→ **EXERCISE REQUIREMENTS**
Copy every one of the lines below with no changes at all.
[start of PROVIDED RECORDS]
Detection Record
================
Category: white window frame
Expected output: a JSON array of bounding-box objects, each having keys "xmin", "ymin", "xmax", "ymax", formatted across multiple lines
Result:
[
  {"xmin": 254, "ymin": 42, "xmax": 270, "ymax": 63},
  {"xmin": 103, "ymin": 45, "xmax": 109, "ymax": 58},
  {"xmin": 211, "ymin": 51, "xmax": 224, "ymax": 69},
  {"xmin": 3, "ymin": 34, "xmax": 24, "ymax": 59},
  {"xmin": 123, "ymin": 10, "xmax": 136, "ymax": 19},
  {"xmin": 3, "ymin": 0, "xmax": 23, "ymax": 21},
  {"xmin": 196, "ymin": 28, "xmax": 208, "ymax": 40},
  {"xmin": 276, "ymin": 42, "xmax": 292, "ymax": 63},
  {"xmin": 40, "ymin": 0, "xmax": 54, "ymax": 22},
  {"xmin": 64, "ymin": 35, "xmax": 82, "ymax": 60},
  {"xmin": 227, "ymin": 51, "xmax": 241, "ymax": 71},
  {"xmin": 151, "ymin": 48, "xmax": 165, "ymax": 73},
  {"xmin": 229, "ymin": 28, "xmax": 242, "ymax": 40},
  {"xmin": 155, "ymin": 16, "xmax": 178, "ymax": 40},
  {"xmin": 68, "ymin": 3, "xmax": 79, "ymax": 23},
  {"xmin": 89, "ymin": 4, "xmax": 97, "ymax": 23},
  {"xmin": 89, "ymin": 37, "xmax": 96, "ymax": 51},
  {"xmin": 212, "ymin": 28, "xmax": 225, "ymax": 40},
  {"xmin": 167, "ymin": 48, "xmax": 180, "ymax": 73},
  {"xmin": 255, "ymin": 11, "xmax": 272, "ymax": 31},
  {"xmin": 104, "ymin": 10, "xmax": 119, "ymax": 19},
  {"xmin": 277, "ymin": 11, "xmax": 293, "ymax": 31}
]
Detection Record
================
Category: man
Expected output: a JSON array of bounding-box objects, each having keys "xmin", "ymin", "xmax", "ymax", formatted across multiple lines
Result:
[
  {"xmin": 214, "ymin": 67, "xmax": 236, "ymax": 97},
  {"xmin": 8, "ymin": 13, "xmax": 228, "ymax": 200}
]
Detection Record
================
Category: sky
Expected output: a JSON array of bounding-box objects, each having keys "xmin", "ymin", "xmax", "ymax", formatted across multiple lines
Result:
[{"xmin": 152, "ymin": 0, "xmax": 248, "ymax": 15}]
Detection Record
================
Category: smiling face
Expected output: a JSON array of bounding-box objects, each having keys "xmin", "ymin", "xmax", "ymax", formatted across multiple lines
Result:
[end of PROVIDED RECORDS]
→ **THE REPLY**
Detection Record
================
Category: white window frame
Expected output: a JSON array of bounding-box objects, each having keys "xmin", "ymin", "xmax", "ymax", formatted across multiple lines
Result:
[
  {"xmin": 254, "ymin": 42, "xmax": 270, "ymax": 63},
  {"xmin": 103, "ymin": 45, "xmax": 109, "ymax": 58},
  {"xmin": 211, "ymin": 51, "xmax": 224, "ymax": 69},
  {"xmin": 3, "ymin": 34, "xmax": 24, "ymax": 59},
  {"xmin": 123, "ymin": 10, "xmax": 136, "ymax": 19},
  {"xmin": 3, "ymin": 0, "xmax": 23, "ymax": 21},
  {"xmin": 196, "ymin": 28, "xmax": 208, "ymax": 40},
  {"xmin": 276, "ymin": 42, "xmax": 292, "ymax": 63},
  {"xmin": 40, "ymin": 0, "xmax": 54, "ymax": 22},
  {"xmin": 64, "ymin": 35, "xmax": 82, "ymax": 60},
  {"xmin": 227, "ymin": 51, "xmax": 241, "ymax": 71},
  {"xmin": 151, "ymin": 48, "xmax": 165, "ymax": 73},
  {"xmin": 229, "ymin": 28, "xmax": 242, "ymax": 40},
  {"xmin": 155, "ymin": 16, "xmax": 178, "ymax": 40},
  {"xmin": 68, "ymin": 3, "xmax": 79, "ymax": 23},
  {"xmin": 89, "ymin": 4, "xmax": 97, "ymax": 23},
  {"xmin": 89, "ymin": 37, "xmax": 96, "ymax": 51},
  {"xmin": 212, "ymin": 28, "xmax": 225, "ymax": 40},
  {"xmin": 167, "ymin": 48, "xmax": 180, "ymax": 73},
  {"xmin": 255, "ymin": 11, "xmax": 272, "ymax": 31},
  {"xmin": 104, "ymin": 10, "xmax": 119, "ymax": 19},
  {"xmin": 277, "ymin": 11, "xmax": 293, "ymax": 31}
]
Detection Record
================
Category: man
Expected output: a JSON array of bounding-box objects, each having keys "xmin", "ymin", "xmax", "ymax", formatted across multiple lines
Result:
[
  {"xmin": 214, "ymin": 67, "xmax": 236, "ymax": 97},
  {"xmin": 8, "ymin": 13, "xmax": 228, "ymax": 200}
]
Detection Record
================
Category: sky
Expected output: a JSON array of bounding-box objects, each having keys "xmin", "ymin", "xmax", "ymax", formatted across multiple lines
Result:
[{"xmin": 152, "ymin": 0, "xmax": 248, "ymax": 15}]
Detection Record
================
Category: smiling face
Expected output: a JSON array of bounding-box objects, each having keys "xmin", "ymin", "xmax", "ymax", formatted across multiple lines
Result:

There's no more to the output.